**SELECTION:**
If Paganism today is truly distinct from Christianity today, engaging with public discourse may be a solid means of self-defining and clarifying the multiplicity of Pagan worldviews. By looking up from our texts, walking out of our circles, entering the wider world, and openly joining the flow of modern history expressly as Pagans, we can sharpen our understanding of what makes our own voices unique and necessary.
“In the context of community”
Rather than simply sniping at the privileging of Christianity in American public life and demanding diversity of representation, we can assert what positive effects the seating of Pagans at the table will have. If our local legislatures and other public spaces begin sessions or events with prayer, what do we have to say that is qualitatively different and special? What elements of our worldview can be expressed in a way that is meaningful and beneficial to the wider communities in which we live? By putting ourselves forward as willing to speak publicly at these sorts of social moments, we put ourselves in situations where we must drill down into our own beliefs and concepts and distill them into coherent and expressible forms.

**DATASET CONTENT:**

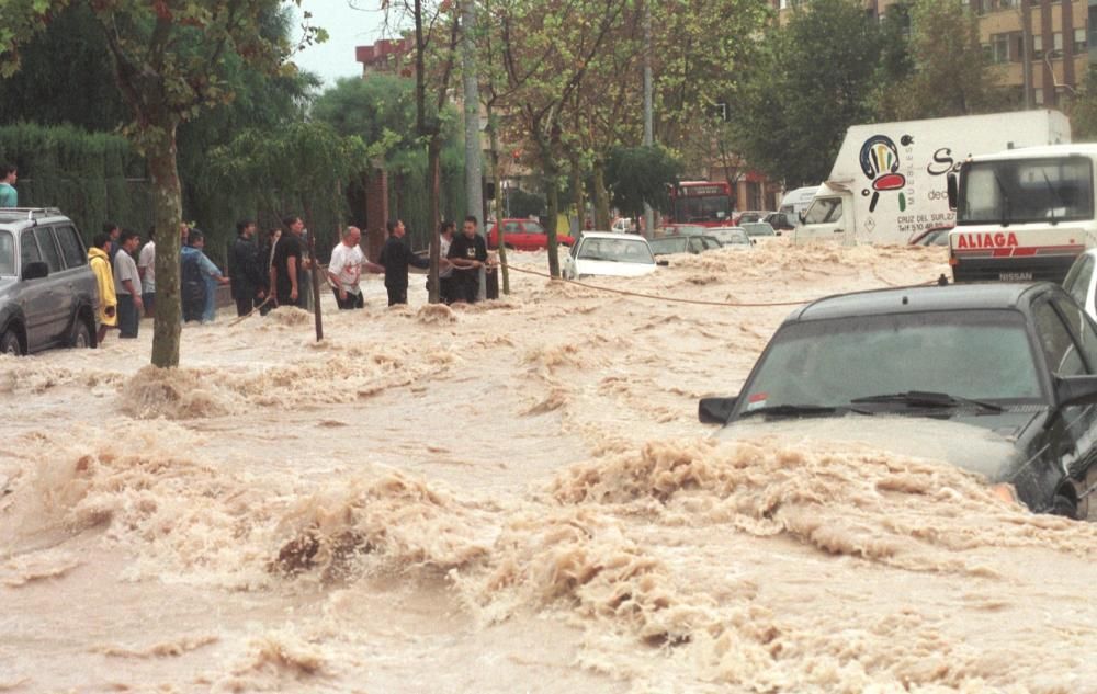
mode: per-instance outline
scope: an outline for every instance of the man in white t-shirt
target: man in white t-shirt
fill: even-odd
[[[132,340],[137,337],[140,325],[142,286],[137,274],[137,263],[133,254],[140,247],[140,237],[124,230],[120,237],[122,248],[114,257],[114,294],[118,300],[118,337]]]
[[[373,273],[385,271],[381,265],[365,259],[365,253],[359,246],[361,240],[361,229],[347,227],[342,234],[342,241],[331,249],[328,283],[331,284],[331,291],[336,295],[336,304],[342,309],[362,308],[365,305],[362,300],[362,288],[359,286],[362,270]]]
[[[137,255],[137,274],[140,275],[140,300],[145,305],[145,318],[156,311],[156,242],[149,238]]]
[[[439,298],[445,304],[453,303],[453,264],[446,258],[450,254],[450,244],[453,243],[453,235],[457,230],[457,225],[452,221],[443,221],[442,228],[438,230],[438,289]]]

**INSTRUCTIONS FOR THE TASK:** Edit the passage on Paganism in public life between "If Paganism today" and "unique and necessary.", inclusive, changing "public discourse" to "civic debate". The data come from a separate source unrelated to the passage on Paganism in public life.

**ANSWER:**
If Paganism today is truly distinct from Christianity today, engaging with civic debate may be a solid means of self-defining and clarifying the multiplicity of Pagan worldviews. By looking up from our texts, walking out of our circles, entering the wider world, and openly joining the flow of modern history expressly as Pagans, we can sharpen our understanding of what makes our own voices unique and necessary.